THE TASK ::
Rewrite the records from the line with "Pass the picture above and point out the tree trunk, giving" through the end of the records, shifting every answer coordinate up by 33 and keeping all other lines and numbers unchanged.

════════

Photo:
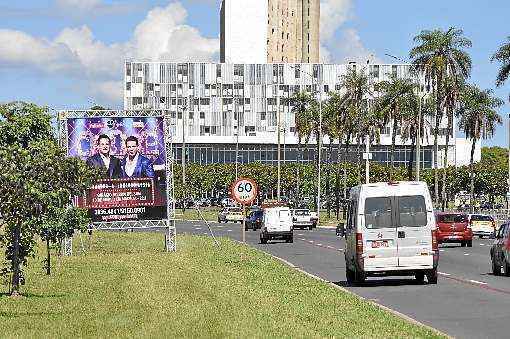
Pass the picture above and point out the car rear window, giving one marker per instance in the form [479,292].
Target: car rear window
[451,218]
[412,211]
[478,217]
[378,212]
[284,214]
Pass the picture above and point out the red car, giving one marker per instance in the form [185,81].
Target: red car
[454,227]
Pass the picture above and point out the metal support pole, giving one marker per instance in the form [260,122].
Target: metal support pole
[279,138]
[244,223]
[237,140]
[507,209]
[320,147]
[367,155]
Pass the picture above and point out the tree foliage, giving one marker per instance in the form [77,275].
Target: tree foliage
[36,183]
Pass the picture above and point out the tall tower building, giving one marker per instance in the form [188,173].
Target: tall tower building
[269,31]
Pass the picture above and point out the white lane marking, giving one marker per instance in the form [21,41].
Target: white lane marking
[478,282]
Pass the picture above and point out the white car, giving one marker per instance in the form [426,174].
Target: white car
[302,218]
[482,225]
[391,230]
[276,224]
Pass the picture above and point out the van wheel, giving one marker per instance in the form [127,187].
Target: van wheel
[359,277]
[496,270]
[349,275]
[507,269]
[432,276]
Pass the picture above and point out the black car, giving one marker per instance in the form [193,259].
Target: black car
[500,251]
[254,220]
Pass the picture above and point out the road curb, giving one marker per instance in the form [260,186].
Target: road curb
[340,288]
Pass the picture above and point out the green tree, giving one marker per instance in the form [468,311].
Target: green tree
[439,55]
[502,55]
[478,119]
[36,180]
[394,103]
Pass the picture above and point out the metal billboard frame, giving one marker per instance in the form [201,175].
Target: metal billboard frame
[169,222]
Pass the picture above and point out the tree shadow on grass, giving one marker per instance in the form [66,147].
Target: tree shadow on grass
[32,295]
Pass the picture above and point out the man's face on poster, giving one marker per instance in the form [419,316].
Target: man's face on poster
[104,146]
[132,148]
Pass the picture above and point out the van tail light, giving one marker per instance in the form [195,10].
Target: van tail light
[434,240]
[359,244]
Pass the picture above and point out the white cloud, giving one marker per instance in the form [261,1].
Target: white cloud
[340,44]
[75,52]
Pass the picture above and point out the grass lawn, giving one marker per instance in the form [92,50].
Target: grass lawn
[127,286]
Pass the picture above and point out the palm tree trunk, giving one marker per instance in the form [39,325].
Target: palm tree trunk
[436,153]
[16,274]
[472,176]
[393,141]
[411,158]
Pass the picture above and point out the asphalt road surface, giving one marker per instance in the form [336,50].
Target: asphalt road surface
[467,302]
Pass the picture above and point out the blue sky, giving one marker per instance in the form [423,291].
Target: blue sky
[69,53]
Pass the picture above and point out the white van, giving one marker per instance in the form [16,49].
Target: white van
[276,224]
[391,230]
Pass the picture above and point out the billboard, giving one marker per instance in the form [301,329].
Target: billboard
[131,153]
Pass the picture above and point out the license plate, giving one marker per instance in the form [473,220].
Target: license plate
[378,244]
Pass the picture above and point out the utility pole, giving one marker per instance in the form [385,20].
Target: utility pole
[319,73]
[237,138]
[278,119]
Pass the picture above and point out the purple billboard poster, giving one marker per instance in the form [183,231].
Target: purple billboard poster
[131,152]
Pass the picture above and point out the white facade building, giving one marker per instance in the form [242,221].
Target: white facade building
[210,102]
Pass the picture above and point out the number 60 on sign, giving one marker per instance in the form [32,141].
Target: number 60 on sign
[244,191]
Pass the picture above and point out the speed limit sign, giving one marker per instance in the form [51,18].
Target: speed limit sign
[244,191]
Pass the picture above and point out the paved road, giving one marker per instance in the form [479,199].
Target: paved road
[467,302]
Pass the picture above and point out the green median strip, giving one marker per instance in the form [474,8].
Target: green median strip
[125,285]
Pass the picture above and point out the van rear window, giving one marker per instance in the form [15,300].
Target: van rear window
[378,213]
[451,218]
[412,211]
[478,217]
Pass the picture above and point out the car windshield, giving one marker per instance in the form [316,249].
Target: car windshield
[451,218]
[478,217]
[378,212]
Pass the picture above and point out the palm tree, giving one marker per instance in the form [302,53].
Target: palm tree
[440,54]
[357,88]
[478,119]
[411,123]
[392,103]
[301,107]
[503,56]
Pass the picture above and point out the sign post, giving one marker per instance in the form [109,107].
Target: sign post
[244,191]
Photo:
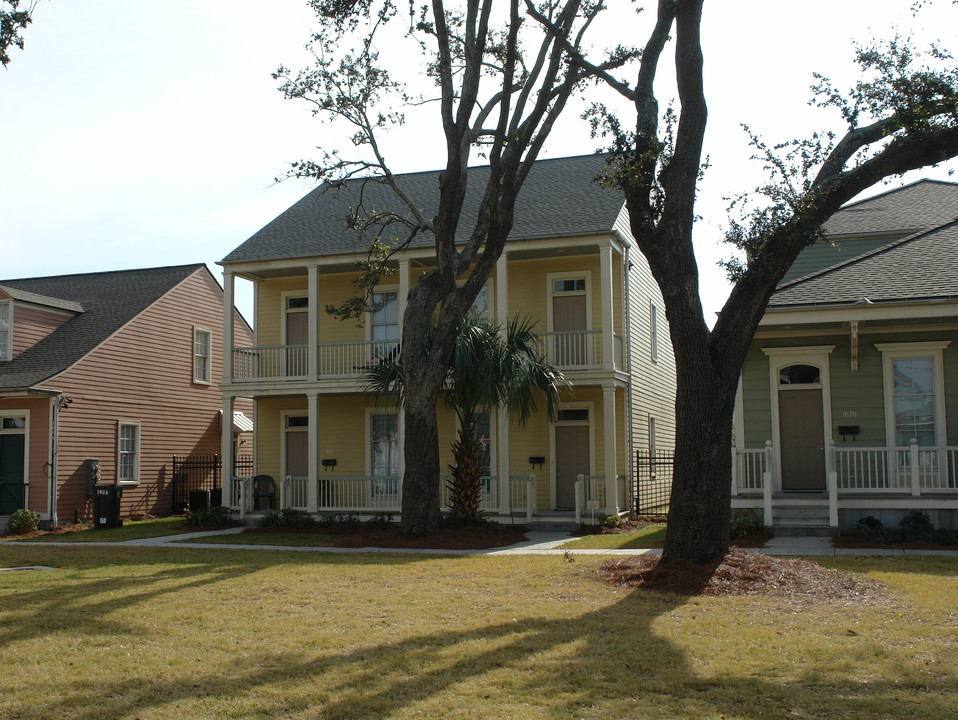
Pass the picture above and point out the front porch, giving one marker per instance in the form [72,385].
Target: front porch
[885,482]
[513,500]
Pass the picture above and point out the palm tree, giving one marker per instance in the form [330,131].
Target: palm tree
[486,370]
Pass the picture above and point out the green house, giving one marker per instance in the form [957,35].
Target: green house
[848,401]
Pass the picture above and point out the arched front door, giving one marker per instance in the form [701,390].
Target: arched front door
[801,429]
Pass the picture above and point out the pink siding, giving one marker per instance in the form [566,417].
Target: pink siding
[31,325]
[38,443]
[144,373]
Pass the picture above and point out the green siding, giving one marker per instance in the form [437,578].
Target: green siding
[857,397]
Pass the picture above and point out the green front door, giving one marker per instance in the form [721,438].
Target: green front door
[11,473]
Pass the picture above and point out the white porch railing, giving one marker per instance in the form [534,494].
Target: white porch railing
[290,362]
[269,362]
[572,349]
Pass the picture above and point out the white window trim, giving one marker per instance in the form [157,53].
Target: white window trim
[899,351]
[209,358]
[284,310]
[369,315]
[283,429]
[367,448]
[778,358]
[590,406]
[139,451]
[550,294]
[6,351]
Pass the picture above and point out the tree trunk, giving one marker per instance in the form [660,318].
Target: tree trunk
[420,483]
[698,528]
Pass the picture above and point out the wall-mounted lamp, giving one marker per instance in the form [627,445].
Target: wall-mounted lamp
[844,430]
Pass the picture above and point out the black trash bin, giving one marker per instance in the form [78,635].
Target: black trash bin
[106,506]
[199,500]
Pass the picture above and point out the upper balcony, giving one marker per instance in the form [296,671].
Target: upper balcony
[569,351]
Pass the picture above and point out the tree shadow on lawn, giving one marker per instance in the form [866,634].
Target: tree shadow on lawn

════════

RESULT OF THE TASK ::
Pass the picture above and point out the tree trunk, giving one marker per instance in the form [660,318].
Target: tree trunk
[453,516]
[731,561]
Pass the picture above and point out the wall-mounted lamp, giving one marker per instance in the form [627,445].
Target: wall-mounted lamp
[877,463]
Pass the picture above and point out the black trash bin, giving one marker per instance in the form [78,635].
Target: black trash bin
[139,539]
[232,533]
Pass the picture above and point out the upper balcony, giving one marker per instance in the form [296,671].
Target: upper balcony
[602,384]
Pass the picture above and point out the tree shadow on lawn, giving one marker per instance in the form [866,634].
Target: tree shadow on lawn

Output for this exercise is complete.